◆ TO DO ◆
1. In the court opinion excerpt about the prepayment rebate, on what date did the Wagnons default on the English Mountain notes?
2. Carry on the court opinion excerpt about the prepayment rebate from its final sentence.

◆ PAGE EXCERPT ◆
★ ★ ★ ★
The wording of this provision varies somewhat in the various contracts and notes. The language on the face of the note is pure gibberish. It says: "If the time of sale of land for which this note is given is prepaid in full by cash before the final installment date, the buyer shall receive a rebate of unearned finance charges computed in accordance with the Rule of 78's." Since both the contracts and the notes were drafted by the seller, we look to the language in the contract which is plain and is more favorable to the purchaser. This makes no reference to payment "in cash." Since the default and automatic acceleration of the remaining 81 monthly payments amounted to a liquidation of the debts,7 the amount would thus begin bearing interest at the legal rate. We conclude that the trial court could reasonably construe the prepayment provision as requiring the rebate to be allowed as of the time when the claims against the Wagnons became liquidated. However, we disagree with the trial court's apparent determination that the date of the jury verdict was the proper point from which to calculate the rebate. Since each note provided that the entire series would become due upon a single default, the Wagnon's default on May 15, 1974, as to the English Mountain notes and on May 18, 1974, for the Sugar Tree notes "liquidated" the debts. Thus, the court should have rebated the unearned finance charge based on the 81 months remaining on the seven year notes after acceleration rather than the 55 months left after the jury verdict. Further, since the notes were liquidated and thus rebated as of May, 1974, Murdock is entitled under applicable Georgia law to interest at the then lawful rate on the rebated amount of the notes as of those dates.
★ ★ ★ ★
◆ DATA ROWS ◆

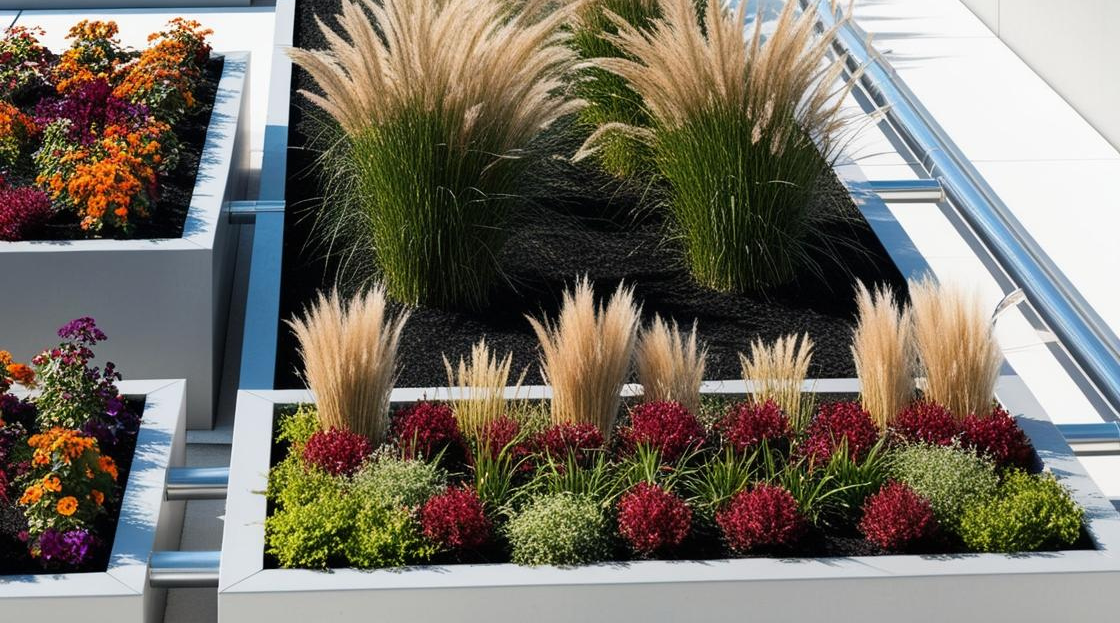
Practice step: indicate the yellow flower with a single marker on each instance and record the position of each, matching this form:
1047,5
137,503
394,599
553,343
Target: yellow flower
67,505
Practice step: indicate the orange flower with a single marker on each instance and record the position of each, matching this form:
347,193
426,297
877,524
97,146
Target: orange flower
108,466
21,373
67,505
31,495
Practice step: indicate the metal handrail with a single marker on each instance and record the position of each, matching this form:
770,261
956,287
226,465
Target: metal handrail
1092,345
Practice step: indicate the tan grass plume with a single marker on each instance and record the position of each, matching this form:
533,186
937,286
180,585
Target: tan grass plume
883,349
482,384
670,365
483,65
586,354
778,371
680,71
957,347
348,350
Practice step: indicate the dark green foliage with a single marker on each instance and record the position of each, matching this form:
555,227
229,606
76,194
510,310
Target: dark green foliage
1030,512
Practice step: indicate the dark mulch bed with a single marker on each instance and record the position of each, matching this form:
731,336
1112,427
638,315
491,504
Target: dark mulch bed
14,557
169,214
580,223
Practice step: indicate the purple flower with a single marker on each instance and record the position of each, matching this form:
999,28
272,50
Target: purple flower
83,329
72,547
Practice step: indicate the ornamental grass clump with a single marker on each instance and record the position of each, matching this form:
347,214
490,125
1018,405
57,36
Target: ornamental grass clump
★ ★ ★ ★
◆ THE RESPONSES ◆
1. May 15, 1974.

2.
We, therefore, reverse the trial court's computation of these amounts insofar as it used the date of the jury verdict in the rebate formula.




Under the Georgia law, the provision of a promissory note for the payment of attorney's fees in case of collection by an attorney at law cannot be enforced unless notice is given to the maker of the note of the holder's intent to file suit for the principal and interest and for attorney's fees. The law requires that the notice give an opportunity to the maker to pay off the amount due during a period of 10 days before the expiration of which suit may not be filed. Ga.Code Ann. § 20-506.8


We described the rather unusual events concerning the notice of attorney's fees which occurred following the final jury verdict.9 The trial court disposed of the attorney's fees issue in its final order stating: "The court finds that the plaintiff is not entitled to . . . attorney's fees inasmuch as plaintiff has requested amounts in excess of the sums it is entitled to receive."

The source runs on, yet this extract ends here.